**Available data:**
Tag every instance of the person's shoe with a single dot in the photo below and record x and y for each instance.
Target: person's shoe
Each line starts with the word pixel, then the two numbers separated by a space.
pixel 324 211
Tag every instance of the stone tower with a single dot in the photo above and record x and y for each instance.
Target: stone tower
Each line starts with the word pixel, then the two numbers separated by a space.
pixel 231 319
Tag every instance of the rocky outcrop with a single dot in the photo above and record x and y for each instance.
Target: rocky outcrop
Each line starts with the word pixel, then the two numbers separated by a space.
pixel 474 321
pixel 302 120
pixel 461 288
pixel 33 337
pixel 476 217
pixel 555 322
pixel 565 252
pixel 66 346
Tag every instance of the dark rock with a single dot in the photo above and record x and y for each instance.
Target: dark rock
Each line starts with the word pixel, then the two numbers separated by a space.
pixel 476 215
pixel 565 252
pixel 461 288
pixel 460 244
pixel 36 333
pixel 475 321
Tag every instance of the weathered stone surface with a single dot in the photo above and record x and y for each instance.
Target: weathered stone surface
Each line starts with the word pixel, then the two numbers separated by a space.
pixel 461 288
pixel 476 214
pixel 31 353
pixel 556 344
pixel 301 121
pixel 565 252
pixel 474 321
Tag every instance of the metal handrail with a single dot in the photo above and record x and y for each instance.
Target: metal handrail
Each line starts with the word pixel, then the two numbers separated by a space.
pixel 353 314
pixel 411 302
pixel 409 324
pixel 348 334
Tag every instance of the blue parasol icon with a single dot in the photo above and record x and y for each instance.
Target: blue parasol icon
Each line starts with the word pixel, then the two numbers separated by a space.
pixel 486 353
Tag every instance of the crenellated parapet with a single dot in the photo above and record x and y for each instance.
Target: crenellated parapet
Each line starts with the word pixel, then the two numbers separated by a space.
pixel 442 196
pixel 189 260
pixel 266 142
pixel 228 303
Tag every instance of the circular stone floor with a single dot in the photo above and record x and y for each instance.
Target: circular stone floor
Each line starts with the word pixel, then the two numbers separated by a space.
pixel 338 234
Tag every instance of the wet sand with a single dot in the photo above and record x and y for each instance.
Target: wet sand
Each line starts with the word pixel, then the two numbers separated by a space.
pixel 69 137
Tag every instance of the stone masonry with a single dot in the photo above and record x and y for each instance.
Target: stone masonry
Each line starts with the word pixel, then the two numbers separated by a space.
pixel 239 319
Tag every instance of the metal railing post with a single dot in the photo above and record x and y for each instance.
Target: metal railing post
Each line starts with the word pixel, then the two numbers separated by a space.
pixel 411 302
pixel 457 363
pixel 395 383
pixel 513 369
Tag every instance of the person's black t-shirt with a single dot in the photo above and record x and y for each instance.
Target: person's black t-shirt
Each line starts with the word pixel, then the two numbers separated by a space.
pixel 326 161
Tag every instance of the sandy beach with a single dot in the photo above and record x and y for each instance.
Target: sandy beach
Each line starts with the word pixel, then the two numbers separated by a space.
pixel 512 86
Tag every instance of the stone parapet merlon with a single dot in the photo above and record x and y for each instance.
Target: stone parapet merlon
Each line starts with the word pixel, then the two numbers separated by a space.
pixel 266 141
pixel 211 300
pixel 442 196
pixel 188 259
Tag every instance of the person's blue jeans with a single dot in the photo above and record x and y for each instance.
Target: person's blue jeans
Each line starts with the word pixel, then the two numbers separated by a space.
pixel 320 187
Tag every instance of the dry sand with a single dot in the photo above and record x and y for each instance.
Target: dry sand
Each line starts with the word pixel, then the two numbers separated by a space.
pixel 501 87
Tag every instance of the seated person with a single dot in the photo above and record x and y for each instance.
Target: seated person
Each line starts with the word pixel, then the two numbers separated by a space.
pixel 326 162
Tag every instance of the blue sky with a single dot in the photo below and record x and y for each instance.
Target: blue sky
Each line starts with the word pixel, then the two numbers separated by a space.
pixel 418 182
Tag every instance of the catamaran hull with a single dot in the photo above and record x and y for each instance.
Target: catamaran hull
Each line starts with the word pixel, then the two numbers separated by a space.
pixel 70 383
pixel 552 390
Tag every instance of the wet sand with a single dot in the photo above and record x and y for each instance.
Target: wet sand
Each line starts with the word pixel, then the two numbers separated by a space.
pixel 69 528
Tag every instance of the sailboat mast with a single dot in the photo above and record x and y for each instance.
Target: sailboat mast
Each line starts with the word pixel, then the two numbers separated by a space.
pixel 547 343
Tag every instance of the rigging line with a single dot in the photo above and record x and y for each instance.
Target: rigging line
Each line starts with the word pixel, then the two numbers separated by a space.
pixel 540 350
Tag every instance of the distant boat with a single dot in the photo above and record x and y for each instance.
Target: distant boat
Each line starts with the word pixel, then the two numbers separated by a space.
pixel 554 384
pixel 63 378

**What is being asked:** Give the complete listing a second time, exactly as it reads.

**Task answer:**
Tag every instance of the person's shoe with a single dot in the photo below and record x and y for each instance.
Target: person's shoe
Each line starts with the word pixel, then the two numbers separated by a space.
pixel 324 211
Tag every instance of the stone tower with a single dot in the photo above and record x and y for each instance.
Target: stone tower
Each line starts with the word pixel, then the two numbers separated by a space.
pixel 231 319
Tag every instance of the rocky outcrop with a single dot in the photo above and record x and y for each instance.
Target: rocky outcrop
Each line starts with the word pixel, then the two numbers separated by a space.
pixel 474 321
pixel 302 120
pixel 461 288
pixel 33 337
pixel 476 217
pixel 555 322
pixel 565 252
pixel 66 346
Tag every instance of the dark rock with a single dot in the photo above and record x and y for each instance.
Target: dark rock
Each line starts with the word pixel, then the two numbers separated by a space.
pixel 476 215
pixel 565 252
pixel 461 288
pixel 460 244
pixel 36 333
pixel 475 321
Tag every instance of the weathered stone surface with a single dot in the photo above and record x and y for each instance.
Target: weathered stone surface
Each line starts with the word pixel, then the two numbers separated by a space.
pixel 461 288
pixel 476 214
pixel 31 353
pixel 556 344
pixel 301 121
pixel 565 252
pixel 474 321
Tag every instance of the metal handrail with a single dot in the photo above and record x and y for each instance.
Target: metal handrail
Each line starts with the word pixel, then the two numbers separated by a space.
pixel 353 314
pixel 411 302
pixel 409 324
pixel 348 334
Tag every instance of the blue parasol icon with a single dot in the photo above and record x and y for each instance.
Target: blue parasol icon
Each line starts with the word pixel, then the two numbers separated by a space.
pixel 486 353
Tag every instance of the crenellated parapet with a single dot in the photo above and record x and y for each instance.
Target: crenellated parapet
Each line starts with the word pixel, then the two numbers separated by a space.
pixel 442 196
pixel 189 260
pixel 266 142
pixel 228 303
Tag every instance of the circular stone floor with a single dot in the photo above and record x and y for each instance.
Target: circular stone floor
Each line starts with the word pixel, then the two numbers separated by a space.
pixel 338 234
Tag every instance of the wet sand with a single dot in the photo above and record x and y for each instance.
Target: wet sand
Each line starts with the word pixel, then the two numbers separated by a space.
pixel 69 137
Tag every instance of the stone masonry with a single dot in the photo above and record x and y for each instance.
Target: stone masonry
Each line starts with the word pixel, then the two numbers separated by a space.
pixel 239 319
Tag every instance of the metal railing post with a single dot in the photo above and record x and y for each instance.
Target: metal railing post
Each line starts with the word pixel, then the two numbers separated by a space.
pixel 411 302
pixel 457 363
pixel 395 383
pixel 513 369
Tag every instance of the person's black t-shirt with a single dot in the photo above and record x and y for each instance.
Target: person's black t-shirt
Each line starts with the word pixel, then the two numbers separated by a space.
pixel 326 161
Tag every instance of the sandy beach with a single dot in the photo above and record x and y for each instance.
Target: sandy beach
Each line starts with the word pixel, then the two numbers separated by a space.
pixel 512 86
Tag every instance of the stone parapet merlon with a single dot in the photo above and record x and y for each instance.
Target: stone parapet merlon
Each line starts with the word pixel, then the two numbers separated by a space.
pixel 266 141
pixel 211 300
pixel 442 196
pixel 188 259
Tag every instance of the person's blue jeans with a single dot in the photo above and record x and y for each instance.
Target: person's blue jeans
Each line starts with the word pixel, then the two numbers separated by a space.
pixel 320 187
Tag every instance of the dry sand with a single dot in the photo above and record x and y for each instance.
Target: dry sand
Each line starts with the word pixel, then the two numbers separated by a space.
pixel 501 87
Tag every instance of the seated person with a single dot in the photo above and record x and y for each instance.
Target: seated person
Each line starts with the word pixel, then the two numbers separated by a space.
pixel 326 162
Tag every instance of the blue sky with a single dot in the photo below and record x and y for each instance.
Target: blue sky
Each line starts with the word pixel, then the two numbers separated by a space.
pixel 418 182
Tag every instance of the catamaran hull with a single dot in the photo above and record x and y for each instance.
Target: catamaran hull
Each line starts with the word pixel, then the two numbers separated by a space.
pixel 70 383
pixel 552 390
Tag every instance of the wet sand with a single dot in the photo above and record x and y for each instance.
Target: wet sand
Each line starts with the word pixel, then the two numbers separated by a space.
pixel 69 528
Tag every instance of the sailboat mast with a single dot in the photo above and record x and y for each instance.
Target: sailboat mast
Each line starts with the word pixel, then the two numbers separated by a space.
pixel 547 343
Tag every instance of the rigging line with a single dot in the photo above and record x and y for each instance.
Target: rigging line
Each line starts with the word pixel, then the two numbers separated by a space.
pixel 540 350
Tag every instance of the distant boat with a single dot in the photo above and record x and y for each instance.
Target: distant boat
Each line starts with the word pixel, then the two numbers separated by a space.
pixel 554 384
pixel 63 378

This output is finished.